List of tasks:
**A)** According to the text on borderline personality disorder, at what stage of life does the disorder usually begin?
**B)** Reproduce, word for word, the part of the text on borderline personality disorder that starts at the words "When under stress, all" and ends after "within its walls.".

Reading text:
== Segment start ==

Diagnosing Borderline Personality Disorder
Borderline personality disorder (BPD) is a serious mental illness characterized by intense instability in mood, actions, self-image, & personal relationships. Its symptoms fall within four groups: impaired emotional control, harmful impulsivity, impaired perception & reasoning, & disrupted relationships.
Emotional responses are extreme, poorly regulated, & rapidly changing. Impulsive behaviours can be harmful, such as reckless driving & substance abuse. Self-image is unstable & sense of identity is poor. Misperceptions lead to suspicion & paranoia. Stress is simply too difficult to handle most days. Personal relationships are turbulent because, with BPD, episodes interfere, varying from extreme fear of abandonment to excessive anger & a desire for isolation & to push people away.
Borderline personality disorder usually begins during adolescence or early adulthood. Five of nine symptoms of BPD must be present & persistent (an “enduring pattern”) to be diagnosed, according to the Diagnostic & Statistical Manual of Mental Disorders, 4th Edition (DSM-IV). I experience all nine symptoms regularly, as I have for the past seven & a half years.
(The following descriptions are the nine symptoms explained.)
I have extreme reactions to abandonment, though it’s often all in my head, an imaginative paranoia overcoming all faith I have in those I love so deeply. I’ve learned to expect negative & harmful attitudes & behaviours from others. Voices intensely feed my paranoid, negative, fearful thoughts. I flip out, panic evident in my mindset, rage or sorrow smeared across my face. I grow frantic in my efforts to sustain friendships while attempting to avoid being clinging, particularly with romantic interests. I must also take care not to quickly become overly dependent on somebody, as it happens so easily with me. My relationships with people are extreme & intense, rapidly & unexpectedly switching from extreme closeness & love to extreme dislike or anger.
My distorted & unstable sense of self drags me down far too frequently. My feelings, opinions, values, & plans & goals for the future change on the flip of a dime. I often engage in impulsive & dangerous behaviours, including reckless driving & substance abuse, as previously mentioned. In a three & a half year period, I moved twenty-one times, living with a total of thirty different people. All of this is initially thrilling, but the instability eventually ruins me.
My moods are intense & highly changeable, episodes lasting from a few hours to a few days. Emotional responses are exaggerated, unstable, & poorly regulated. Anger, anxiety, & depression are the most common emotions dramatically triggered. Some call it emotional storms; others call it overreacting. I call it simply being crazy.
My recurring suicidal behaviors & self-harming behavior is another telltale sign of borderline personality disorder. Other symptomatic traits include chronic feelings of emptiness or boredom, intense & uncontrollable anger, & having stress-related paranoid thoughts or severe dissociative symptoms, such as derealization (which I address in another blog).
Efforts to avoid abandonment, unstable & intense interpersonal relationships, identity disturbance, impulsivity, suicidality, mood instability, chronic emptiness, inappropriate & intense anger, & paranoid ideation or dissociation all point to borderline personality disorder.
When under stress, all logic & reason, particularly in social situations, become seriously compromised due to my mental disorders. My memory is also impaired. I occasionally experience a terrifying panic attack. Seemingly mundane events trigger symptoms. For example, I sometimes feel angry & distressed over minor separations with those close to me, such as a sudden change of plans.
My life is a big ol’ box of crazy, & I’m only just beginning to identify what lies within its walls.

== Segment end ==

Extracted data entries
== Segment start ==

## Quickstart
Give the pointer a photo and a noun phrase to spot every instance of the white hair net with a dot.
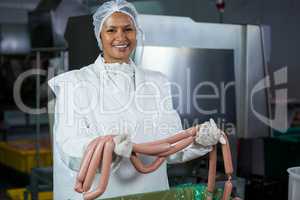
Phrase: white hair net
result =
(107, 9)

== Segment end ==

Answers provided:
**A)** It usually begins during adolescence or early adulthood.

**B)**
When under stress, all logic & reason, particularly in social situations, become seriously compromised due to my mental disorders. My memory is also impaired. I occasionally experience a terrifying panic attack. Seemingly mundane events trigger symptoms. For example, I sometimes feel angry & distressed over minor separations with those close to me, such as a sudden change of plans.
My life is a big ol’ box of crazy, & I’m only just beginning to identify what lies within its walls.